Items from a data source:
■ ■ ■ ■
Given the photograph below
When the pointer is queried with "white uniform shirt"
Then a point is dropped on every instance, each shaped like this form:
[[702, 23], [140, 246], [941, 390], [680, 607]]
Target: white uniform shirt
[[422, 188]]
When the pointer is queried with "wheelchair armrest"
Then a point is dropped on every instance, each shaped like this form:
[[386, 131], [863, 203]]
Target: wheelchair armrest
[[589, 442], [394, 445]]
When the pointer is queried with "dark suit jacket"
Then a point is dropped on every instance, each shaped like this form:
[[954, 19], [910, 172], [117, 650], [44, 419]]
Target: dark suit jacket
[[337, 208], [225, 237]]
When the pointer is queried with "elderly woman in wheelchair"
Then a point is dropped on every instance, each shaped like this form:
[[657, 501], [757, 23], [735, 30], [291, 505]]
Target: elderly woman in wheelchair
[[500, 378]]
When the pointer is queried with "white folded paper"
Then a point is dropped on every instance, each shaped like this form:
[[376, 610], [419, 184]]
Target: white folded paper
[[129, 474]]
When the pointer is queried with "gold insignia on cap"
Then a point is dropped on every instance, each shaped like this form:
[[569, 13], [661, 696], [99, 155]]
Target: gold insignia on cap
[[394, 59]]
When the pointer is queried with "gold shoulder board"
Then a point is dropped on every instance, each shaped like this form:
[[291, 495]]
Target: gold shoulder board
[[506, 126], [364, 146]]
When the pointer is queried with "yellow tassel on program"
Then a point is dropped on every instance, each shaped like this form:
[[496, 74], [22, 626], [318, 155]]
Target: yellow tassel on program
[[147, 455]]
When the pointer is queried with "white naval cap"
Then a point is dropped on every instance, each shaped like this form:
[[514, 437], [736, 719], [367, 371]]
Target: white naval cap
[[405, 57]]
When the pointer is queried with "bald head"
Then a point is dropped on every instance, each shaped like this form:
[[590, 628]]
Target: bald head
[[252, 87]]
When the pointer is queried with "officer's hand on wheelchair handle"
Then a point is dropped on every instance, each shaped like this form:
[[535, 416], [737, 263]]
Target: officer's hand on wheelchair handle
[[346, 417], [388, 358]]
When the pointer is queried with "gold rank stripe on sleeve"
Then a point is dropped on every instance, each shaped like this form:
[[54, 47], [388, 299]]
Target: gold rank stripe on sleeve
■ ■ ■ ■
GOAL OF THE EXERCISE>
Set down an exact copy of the entries above.

REPLY TO THE TASK>
Given the photograph below
When the pointer is queried with "white uniform shirt"
Then a point is dropped on every instance, each shaped like this form:
[[702, 23], [140, 246], [941, 390], [680, 607]]
Target: white uniform shirt
[[422, 188]]
When the pointer is queried with "wheelchair armrest"
Then a point is dropped on every instance, each shaped like this form:
[[386, 131], [863, 203]]
Target: wheelchair armrest
[[589, 442], [394, 445]]
When the pointer is queried with "dark suit jacket"
Then a point is dropped on every instance, each shaped like this form:
[[954, 19], [910, 172], [117, 650], [44, 419]]
Target: dark suit jacket
[[337, 208], [225, 237]]
When the pointer is queried with "elderly woman in wheelchair"
Then a point is dropped on every instance, each shaped like this form:
[[657, 501], [757, 23], [735, 30], [291, 505]]
Target: elderly woman in wheelchair
[[500, 378]]
When the pointer is queried with "white folded paper"
Then a point is dropped on every instance, each shaped like this form:
[[376, 610], [419, 184]]
Target: white folded paper
[[129, 474]]
When the pointer is queried with "gold insignia on cap"
Then a point is dropped on every instance, each shaped like this form:
[[569, 13], [661, 696], [99, 155]]
Target: gold insignia on cap
[[394, 59]]
When the pointer is queried with "gold shoulder board"
Then a point is dropped on every instance, each shaped like this form:
[[291, 495]]
Target: gold shoulder board
[[506, 126], [364, 146]]
When the pointer is queried with "yellow tassel on program"
Then a point is dropped on every instance, each shaped like this form:
[[496, 74], [22, 626], [318, 155]]
Target: yellow tassel on program
[[147, 455]]
When the pointer is queried with "white naval cap"
Then a point is dropped on every instance, each shaped like this form:
[[514, 437], [736, 719], [367, 371]]
Target: white naval cap
[[405, 57]]
When the pointer is queried with "bald head"
Then a point is dropped on every instance, each shaped like this form:
[[590, 628]]
Target: bald head
[[252, 87]]
When the pointer is queried with "officer's hand on wheelchair handle"
Then a point is dropped on every instance, each shaped like this form:
[[535, 416], [737, 263]]
Target: officer's hand on wheelchair handle
[[346, 417], [388, 358]]
When the pointer is queried with "gold rank stripe on sleeve"
Then a point is dropped on every instance, each shaped like this form:
[[54, 47], [388, 299]]
Target: gold rank stripe on sleeve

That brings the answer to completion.